Data:
>>>>

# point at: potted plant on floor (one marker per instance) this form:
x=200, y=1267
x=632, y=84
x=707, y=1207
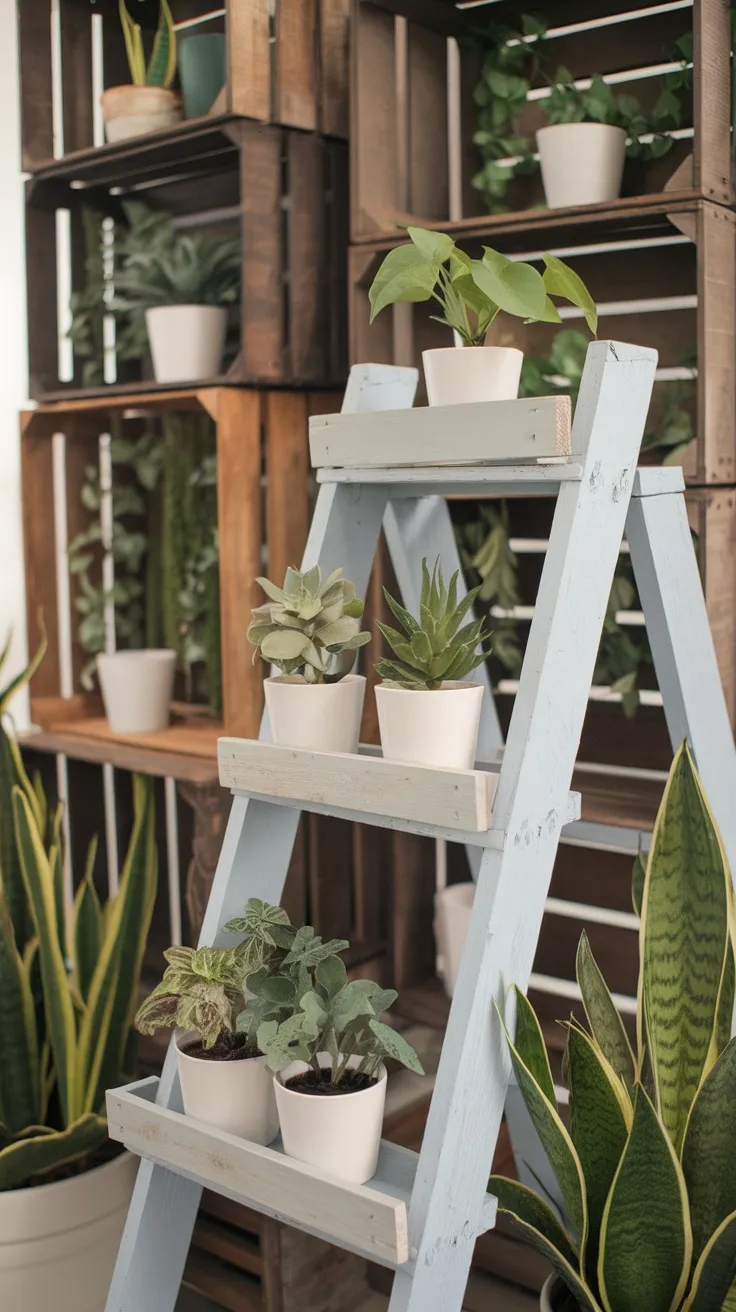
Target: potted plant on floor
x=183, y=286
x=148, y=104
x=327, y=1046
x=471, y=294
x=310, y=630
x=68, y=1001
x=428, y=711
x=647, y=1168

<<<<

What the task requires: An acceptable answer holds exactly the lines from the one with "x=632, y=84" through the end of the entries above, both ends kept, and no pictures at all.

Task output:
x=632, y=84
x=707, y=1207
Target: potted plant on floor
x=183, y=286
x=148, y=104
x=327, y=1046
x=471, y=294
x=310, y=630
x=68, y=1001
x=428, y=711
x=647, y=1168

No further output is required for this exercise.